**Exercise:**
Count the lines in the listing below that contain the word "mountain", treating uppercase and lowercase as different, and give only the number.

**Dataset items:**
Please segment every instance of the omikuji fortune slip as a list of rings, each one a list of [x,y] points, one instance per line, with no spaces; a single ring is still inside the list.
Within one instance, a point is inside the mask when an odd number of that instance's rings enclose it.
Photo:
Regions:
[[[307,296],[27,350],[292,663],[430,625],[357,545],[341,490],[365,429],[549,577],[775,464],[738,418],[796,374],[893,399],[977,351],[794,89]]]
...
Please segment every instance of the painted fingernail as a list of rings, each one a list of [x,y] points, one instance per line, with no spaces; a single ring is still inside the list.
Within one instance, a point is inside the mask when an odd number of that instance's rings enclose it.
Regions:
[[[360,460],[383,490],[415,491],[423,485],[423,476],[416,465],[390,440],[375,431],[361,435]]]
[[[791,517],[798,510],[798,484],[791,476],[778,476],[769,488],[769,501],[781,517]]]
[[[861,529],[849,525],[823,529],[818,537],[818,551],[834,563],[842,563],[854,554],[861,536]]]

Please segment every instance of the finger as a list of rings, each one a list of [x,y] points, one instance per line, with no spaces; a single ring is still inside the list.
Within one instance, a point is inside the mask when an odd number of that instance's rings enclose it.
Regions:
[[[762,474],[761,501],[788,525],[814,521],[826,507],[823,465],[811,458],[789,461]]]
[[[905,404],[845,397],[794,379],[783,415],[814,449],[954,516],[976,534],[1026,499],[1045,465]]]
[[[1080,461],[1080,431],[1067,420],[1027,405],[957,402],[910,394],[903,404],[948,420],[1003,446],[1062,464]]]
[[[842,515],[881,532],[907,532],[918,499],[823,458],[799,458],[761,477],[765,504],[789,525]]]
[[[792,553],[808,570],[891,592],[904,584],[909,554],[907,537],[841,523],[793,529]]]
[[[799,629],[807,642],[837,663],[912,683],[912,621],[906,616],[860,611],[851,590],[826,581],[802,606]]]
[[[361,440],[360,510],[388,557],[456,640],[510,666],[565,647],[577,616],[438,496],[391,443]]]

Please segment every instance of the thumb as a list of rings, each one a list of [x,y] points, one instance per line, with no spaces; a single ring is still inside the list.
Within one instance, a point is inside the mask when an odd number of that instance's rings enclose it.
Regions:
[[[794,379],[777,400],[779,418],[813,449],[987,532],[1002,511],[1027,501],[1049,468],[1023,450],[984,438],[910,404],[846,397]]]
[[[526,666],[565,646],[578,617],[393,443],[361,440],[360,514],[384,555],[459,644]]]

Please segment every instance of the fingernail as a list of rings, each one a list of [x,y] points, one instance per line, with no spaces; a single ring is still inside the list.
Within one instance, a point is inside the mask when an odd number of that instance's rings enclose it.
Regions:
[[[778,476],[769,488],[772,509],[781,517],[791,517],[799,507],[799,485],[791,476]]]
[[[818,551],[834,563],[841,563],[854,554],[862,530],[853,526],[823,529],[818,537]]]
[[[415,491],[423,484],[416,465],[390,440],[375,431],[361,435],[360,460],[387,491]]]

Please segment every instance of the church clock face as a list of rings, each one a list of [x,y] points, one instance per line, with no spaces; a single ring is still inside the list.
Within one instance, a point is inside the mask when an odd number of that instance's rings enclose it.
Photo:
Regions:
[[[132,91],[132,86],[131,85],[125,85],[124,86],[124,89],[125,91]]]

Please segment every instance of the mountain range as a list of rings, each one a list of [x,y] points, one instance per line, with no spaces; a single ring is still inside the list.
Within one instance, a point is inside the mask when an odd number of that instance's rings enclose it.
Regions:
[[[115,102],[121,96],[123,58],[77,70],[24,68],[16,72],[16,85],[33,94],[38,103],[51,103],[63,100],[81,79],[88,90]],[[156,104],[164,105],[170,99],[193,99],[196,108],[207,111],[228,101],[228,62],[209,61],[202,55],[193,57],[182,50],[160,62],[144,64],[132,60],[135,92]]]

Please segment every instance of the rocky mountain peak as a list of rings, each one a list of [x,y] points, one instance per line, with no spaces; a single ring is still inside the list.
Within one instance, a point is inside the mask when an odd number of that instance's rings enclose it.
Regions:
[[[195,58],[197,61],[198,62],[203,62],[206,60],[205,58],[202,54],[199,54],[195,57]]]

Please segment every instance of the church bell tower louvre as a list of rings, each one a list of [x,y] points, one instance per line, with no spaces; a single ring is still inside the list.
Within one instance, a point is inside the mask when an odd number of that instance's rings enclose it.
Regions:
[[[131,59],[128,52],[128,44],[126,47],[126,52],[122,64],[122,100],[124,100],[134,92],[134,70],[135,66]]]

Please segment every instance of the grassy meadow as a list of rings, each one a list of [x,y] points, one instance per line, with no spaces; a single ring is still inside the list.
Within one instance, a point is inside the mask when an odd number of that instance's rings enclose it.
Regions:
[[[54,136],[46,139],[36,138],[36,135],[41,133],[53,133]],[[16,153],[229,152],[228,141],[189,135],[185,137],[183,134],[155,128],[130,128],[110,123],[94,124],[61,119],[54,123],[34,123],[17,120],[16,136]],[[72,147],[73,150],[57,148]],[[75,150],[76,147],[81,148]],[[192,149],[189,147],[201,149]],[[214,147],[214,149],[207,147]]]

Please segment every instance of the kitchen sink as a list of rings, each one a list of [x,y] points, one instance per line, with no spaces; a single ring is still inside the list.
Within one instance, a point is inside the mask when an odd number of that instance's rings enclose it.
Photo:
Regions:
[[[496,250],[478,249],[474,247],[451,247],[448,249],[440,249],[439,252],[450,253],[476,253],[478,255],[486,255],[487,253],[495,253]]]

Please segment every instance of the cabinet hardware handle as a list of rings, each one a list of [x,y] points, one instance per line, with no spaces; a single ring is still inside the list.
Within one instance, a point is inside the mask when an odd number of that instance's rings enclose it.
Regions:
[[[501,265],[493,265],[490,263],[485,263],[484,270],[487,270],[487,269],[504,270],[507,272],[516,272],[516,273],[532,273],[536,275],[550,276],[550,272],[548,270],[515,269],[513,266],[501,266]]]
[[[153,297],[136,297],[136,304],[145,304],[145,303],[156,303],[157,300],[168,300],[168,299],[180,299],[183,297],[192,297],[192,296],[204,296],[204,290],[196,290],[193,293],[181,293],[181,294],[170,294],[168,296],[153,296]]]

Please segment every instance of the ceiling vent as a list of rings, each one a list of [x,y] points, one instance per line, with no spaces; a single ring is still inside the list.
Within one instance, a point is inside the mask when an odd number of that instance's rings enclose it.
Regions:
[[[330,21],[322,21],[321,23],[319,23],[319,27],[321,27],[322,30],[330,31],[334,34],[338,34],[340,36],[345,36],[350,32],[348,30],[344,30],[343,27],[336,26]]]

**Result:**
2